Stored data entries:
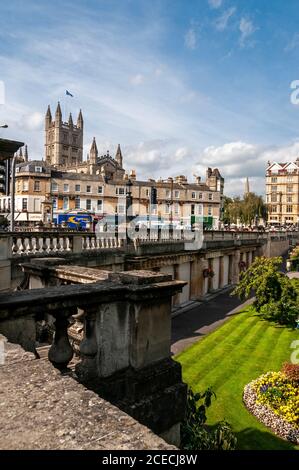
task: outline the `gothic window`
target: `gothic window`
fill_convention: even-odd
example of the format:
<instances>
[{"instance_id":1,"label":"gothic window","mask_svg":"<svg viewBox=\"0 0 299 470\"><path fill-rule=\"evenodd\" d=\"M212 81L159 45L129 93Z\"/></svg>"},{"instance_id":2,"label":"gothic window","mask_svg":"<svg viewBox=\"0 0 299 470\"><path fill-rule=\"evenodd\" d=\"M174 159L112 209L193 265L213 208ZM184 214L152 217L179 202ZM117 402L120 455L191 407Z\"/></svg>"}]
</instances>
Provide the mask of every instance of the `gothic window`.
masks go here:
<instances>
[{"instance_id":1,"label":"gothic window","mask_svg":"<svg viewBox=\"0 0 299 470\"><path fill-rule=\"evenodd\" d=\"M69 208L69 198L65 196L63 198L63 209L68 209Z\"/></svg>"},{"instance_id":2,"label":"gothic window","mask_svg":"<svg viewBox=\"0 0 299 470\"><path fill-rule=\"evenodd\" d=\"M102 199L98 199L97 208L98 208L99 212L103 212L103 201L102 201Z\"/></svg>"},{"instance_id":3,"label":"gothic window","mask_svg":"<svg viewBox=\"0 0 299 470\"><path fill-rule=\"evenodd\" d=\"M80 197L76 196L75 197L75 209L80 209Z\"/></svg>"},{"instance_id":4,"label":"gothic window","mask_svg":"<svg viewBox=\"0 0 299 470\"><path fill-rule=\"evenodd\" d=\"M27 197L22 198L22 211L27 211L28 208L28 199Z\"/></svg>"},{"instance_id":5,"label":"gothic window","mask_svg":"<svg viewBox=\"0 0 299 470\"><path fill-rule=\"evenodd\" d=\"M23 181L23 191L28 191L28 181Z\"/></svg>"},{"instance_id":6,"label":"gothic window","mask_svg":"<svg viewBox=\"0 0 299 470\"><path fill-rule=\"evenodd\" d=\"M40 181L34 181L34 191L40 191Z\"/></svg>"}]
</instances>

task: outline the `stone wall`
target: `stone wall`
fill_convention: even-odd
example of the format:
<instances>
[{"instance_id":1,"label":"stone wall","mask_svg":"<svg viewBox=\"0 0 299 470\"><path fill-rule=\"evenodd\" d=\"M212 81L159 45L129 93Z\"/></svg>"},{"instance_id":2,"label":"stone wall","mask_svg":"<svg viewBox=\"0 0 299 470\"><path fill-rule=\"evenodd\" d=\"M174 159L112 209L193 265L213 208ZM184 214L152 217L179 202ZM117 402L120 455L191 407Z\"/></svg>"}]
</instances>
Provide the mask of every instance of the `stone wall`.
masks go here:
<instances>
[{"instance_id":1,"label":"stone wall","mask_svg":"<svg viewBox=\"0 0 299 470\"><path fill-rule=\"evenodd\" d=\"M176 449L73 376L5 343L5 363L0 364L2 450Z\"/></svg>"}]
</instances>

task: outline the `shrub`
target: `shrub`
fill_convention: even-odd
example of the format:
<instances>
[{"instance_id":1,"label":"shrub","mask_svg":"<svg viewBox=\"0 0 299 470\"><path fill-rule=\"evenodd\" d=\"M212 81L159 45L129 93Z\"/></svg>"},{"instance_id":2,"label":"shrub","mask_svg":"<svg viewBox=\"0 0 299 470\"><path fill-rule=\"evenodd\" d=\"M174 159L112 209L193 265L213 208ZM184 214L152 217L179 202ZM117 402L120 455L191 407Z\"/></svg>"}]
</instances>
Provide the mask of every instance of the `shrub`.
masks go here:
<instances>
[{"instance_id":1,"label":"shrub","mask_svg":"<svg viewBox=\"0 0 299 470\"><path fill-rule=\"evenodd\" d=\"M285 373L268 372L254 382L257 403L268 406L278 416L299 428L298 383Z\"/></svg>"},{"instance_id":2,"label":"shrub","mask_svg":"<svg viewBox=\"0 0 299 470\"><path fill-rule=\"evenodd\" d=\"M189 388L186 417L182 423L181 448L184 450L233 450L237 439L226 421L220 421L214 428L206 426L206 410L212 404L215 393L208 388L194 394Z\"/></svg>"},{"instance_id":3,"label":"shrub","mask_svg":"<svg viewBox=\"0 0 299 470\"><path fill-rule=\"evenodd\" d=\"M289 380L299 382L299 364L285 362L281 368L281 372L286 375Z\"/></svg>"},{"instance_id":4,"label":"shrub","mask_svg":"<svg viewBox=\"0 0 299 470\"><path fill-rule=\"evenodd\" d=\"M282 258L256 258L240 273L232 295L244 300L254 293L254 306L263 318L294 327L298 317L298 291L296 284L279 271L281 262Z\"/></svg>"},{"instance_id":5,"label":"shrub","mask_svg":"<svg viewBox=\"0 0 299 470\"><path fill-rule=\"evenodd\" d=\"M274 321L279 325L295 327L298 317L298 306L292 300L269 302L261 307L260 314L265 320Z\"/></svg>"}]
</instances>

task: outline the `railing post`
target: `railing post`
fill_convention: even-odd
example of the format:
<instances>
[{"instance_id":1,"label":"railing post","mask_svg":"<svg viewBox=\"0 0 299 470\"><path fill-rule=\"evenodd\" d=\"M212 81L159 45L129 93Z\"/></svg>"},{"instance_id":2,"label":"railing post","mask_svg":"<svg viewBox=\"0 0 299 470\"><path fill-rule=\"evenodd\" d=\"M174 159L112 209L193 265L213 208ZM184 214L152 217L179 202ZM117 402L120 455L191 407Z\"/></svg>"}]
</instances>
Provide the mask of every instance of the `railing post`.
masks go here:
<instances>
[{"instance_id":1,"label":"railing post","mask_svg":"<svg viewBox=\"0 0 299 470\"><path fill-rule=\"evenodd\" d=\"M96 313L98 307L86 307L84 309L84 339L80 344L81 362L76 367L80 380L89 381L97 377L96 354L98 345L96 339Z\"/></svg>"},{"instance_id":2,"label":"railing post","mask_svg":"<svg viewBox=\"0 0 299 470\"><path fill-rule=\"evenodd\" d=\"M12 236L0 236L0 291L11 287Z\"/></svg>"},{"instance_id":3,"label":"railing post","mask_svg":"<svg viewBox=\"0 0 299 470\"><path fill-rule=\"evenodd\" d=\"M55 317L55 335L52 346L49 349L49 361L57 369L65 369L74 355L67 333L69 326L68 317L76 313L76 309L64 308L63 312L51 311L49 313Z\"/></svg>"},{"instance_id":4,"label":"railing post","mask_svg":"<svg viewBox=\"0 0 299 470\"><path fill-rule=\"evenodd\" d=\"M82 252L82 235L73 235L73 253L81 253Z\"/></svg>"}]
</instances>

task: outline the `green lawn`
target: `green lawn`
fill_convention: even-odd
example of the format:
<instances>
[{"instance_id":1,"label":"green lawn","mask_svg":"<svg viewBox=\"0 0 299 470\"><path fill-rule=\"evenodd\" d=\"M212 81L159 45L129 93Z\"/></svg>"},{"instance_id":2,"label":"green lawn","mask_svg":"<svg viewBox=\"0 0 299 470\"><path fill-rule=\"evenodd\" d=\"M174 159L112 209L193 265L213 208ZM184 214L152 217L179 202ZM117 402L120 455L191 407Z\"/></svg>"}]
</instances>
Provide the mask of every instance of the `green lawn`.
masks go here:
<instances>
[{"instance_id":1,"label":"green lawn","mask_svg":"<svg viewBox=\"0 0 299 470\"><path fill-rule=\"evenodd\" d=\"M242 402L244 386L290 360L298 330L260 320L252 306L176 356L184 381L194 391L211 386L217 395L208 410L208 424L226 419L239 449L298 449L260 424Z\"/></svg>"}]
</instances>

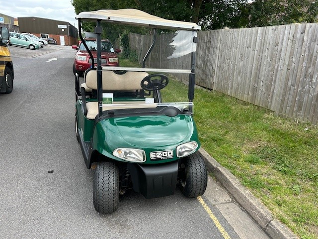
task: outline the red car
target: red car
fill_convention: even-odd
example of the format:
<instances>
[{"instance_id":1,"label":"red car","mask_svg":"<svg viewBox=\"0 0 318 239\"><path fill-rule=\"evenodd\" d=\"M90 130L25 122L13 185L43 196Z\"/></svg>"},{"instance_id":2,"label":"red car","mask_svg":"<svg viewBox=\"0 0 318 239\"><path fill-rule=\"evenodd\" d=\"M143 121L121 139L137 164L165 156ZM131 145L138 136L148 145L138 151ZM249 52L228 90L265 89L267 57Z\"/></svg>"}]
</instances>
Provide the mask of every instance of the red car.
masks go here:
<instances>
[{"instance_id":1,"label":"red car","mask_svg":"<svg viewBox=\"0 0 318 239\"><path fill-rule=\"evenodd\" d=\"M85 38L85 42L93 55L94 66L97 66L97 43L95 38ZM102 39L101 42L101 64L103 66L118 66L119 63L116 53L120 50L114 49L114 47L108 40ZM72 46L73 49L78 50L74 59L73 73L78 73L79 76L82 76L84 72L91 67L91 59L88 52L82 42L78 47L76 45Z\"/></svg>"}]
</instances>

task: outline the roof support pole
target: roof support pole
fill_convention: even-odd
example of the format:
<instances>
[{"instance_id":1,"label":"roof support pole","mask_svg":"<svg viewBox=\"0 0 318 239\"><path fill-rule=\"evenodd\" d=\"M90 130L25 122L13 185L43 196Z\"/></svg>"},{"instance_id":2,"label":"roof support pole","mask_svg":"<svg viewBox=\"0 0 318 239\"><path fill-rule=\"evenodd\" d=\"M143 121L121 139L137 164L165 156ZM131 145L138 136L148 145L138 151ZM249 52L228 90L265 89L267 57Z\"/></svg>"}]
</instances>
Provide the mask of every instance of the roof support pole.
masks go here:
<instances>
[{"instance_id":1,"label":"roof support pole","mask_svg":"<svg viewBox=\"0 0 318 239\"><path fill-rule=\"evenodd\" d=\"M156 29L154 29L154 40L153 40L153 44L152 44L151 46L150 46L150 47L148 49L148 51L147 51L147 53L146 53L146 55L145 56L145 57L144 57L144 59L143 60L143 68L145 68L145 65L146 64L146 61L147 60L147 58L149 56L149 55L150 54L151 51L153 50L154 46L155 46L155 43L156 43Z\"/></svg>"},{"instance_id":2,"label":"roof support pole","mask_svg":"<svg viewBox=\"0 0 318 239\"><path fill-rule=\"evenodd\" d=\"M103 29L100 26L101 20L97 20L94 33L96 35L97 52L97 101L98 102L98 117L100 117L103 112L103 83L101 67L101 51L100 49L100 35Z\"/></svg>"},{"instance_id":3,"label":"roof support pole","mask_svg":"<svg viewBox=\"0 0 318 239\"><path fill-rule=\"evenodd\" d=\"M89 50L89 49L88 49L87 45L86 44L86 42L85 42L84 39L83 39L83 36L81 35L81 25L80 24L80 18L79 18L79 33L80 34L80 40L82 42L83 45L84 45L85 48L87 51L87 52L88 52L89 56L90 56L90 59L91 59L92 69L94 69L94 57L93 57L93 55L91 54L91 52Z\"/></svg>"}]
</instances>

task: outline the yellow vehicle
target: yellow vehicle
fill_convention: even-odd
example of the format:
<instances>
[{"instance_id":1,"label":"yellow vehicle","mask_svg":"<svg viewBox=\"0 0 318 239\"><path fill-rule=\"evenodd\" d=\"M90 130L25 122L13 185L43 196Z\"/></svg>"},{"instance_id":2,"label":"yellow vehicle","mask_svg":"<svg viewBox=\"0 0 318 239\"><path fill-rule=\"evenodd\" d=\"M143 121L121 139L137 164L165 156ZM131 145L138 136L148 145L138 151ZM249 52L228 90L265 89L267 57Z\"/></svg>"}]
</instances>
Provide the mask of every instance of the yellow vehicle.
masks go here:
<instances>
[{"instance_id":1,"label":"yellow vehicle","mask_svg":"<svg viewBox=\"0 0 318 239\"><path fill-rule=\"evenodd\" d=\"M13 65L6 45L8 42L8 28L2 27L0 28L0 93L10 93L13 88Z\"/></svg>"}]
</instances>

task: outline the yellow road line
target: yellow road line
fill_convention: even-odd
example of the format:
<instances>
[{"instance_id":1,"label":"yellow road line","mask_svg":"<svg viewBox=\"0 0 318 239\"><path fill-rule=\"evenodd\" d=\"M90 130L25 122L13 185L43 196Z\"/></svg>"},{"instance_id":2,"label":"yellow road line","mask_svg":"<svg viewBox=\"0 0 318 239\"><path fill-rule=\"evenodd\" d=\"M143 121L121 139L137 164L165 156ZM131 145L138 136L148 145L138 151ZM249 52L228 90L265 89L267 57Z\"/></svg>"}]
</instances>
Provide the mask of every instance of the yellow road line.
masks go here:
<instances>
[{"instance_id":1,"label":"yellow road line","mask_svg":"<svg viewBox=\"0 0 318 239\"><path fill-rule=\"evenodd\" d=\"M203 208L204 208L204 209L205 209L205 211L207 211L207 213L208 213L208 214L209 214L209 216L214 223L214 224L215 224L216 227L218 228L218 229L222 235L224 239L231 239L231 238L229 236L229 234L228 234L228 233L227 233L225 230L224 230L224 228L223 228L222 225L221 225L220 222L219 222L219 220L218 220L218 219L215 217L215 216L214 216L214 214L213 214L212 211L211 211L210 208L204 202L203 199L202 199L202 198L201 198L199 196L197 198L199 200L199 202L200 202L200 203L201 203L201 205L202 205L202 207L203 207Z\"/></svg>"}]
</instances>

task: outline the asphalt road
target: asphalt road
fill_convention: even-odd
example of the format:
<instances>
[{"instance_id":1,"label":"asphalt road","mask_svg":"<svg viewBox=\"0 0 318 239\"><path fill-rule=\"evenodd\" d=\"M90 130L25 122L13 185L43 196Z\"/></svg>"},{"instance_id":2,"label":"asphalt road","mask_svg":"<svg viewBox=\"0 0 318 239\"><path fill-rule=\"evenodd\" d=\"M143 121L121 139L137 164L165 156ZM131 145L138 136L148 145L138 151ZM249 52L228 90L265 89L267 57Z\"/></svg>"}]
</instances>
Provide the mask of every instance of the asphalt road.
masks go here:
<instances>
[{"instance_id":1,"label":"asphalt road","mask_svg":"<svg viewBox=\"0 0 318 239\"><path fill-rule=\"evenodd\" d=\"M0 238L268 238L211 178L202 198L131 191L115 213L97 213L94 170L75 136L76 51L10 49L13 90L0 95Z\"/></svg>"}]
</instances>

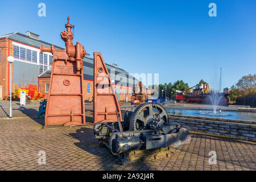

*Task requirements*. Count the lines in the data above that contain the word "every" and reply with the number alone.

*Problem solution*. 10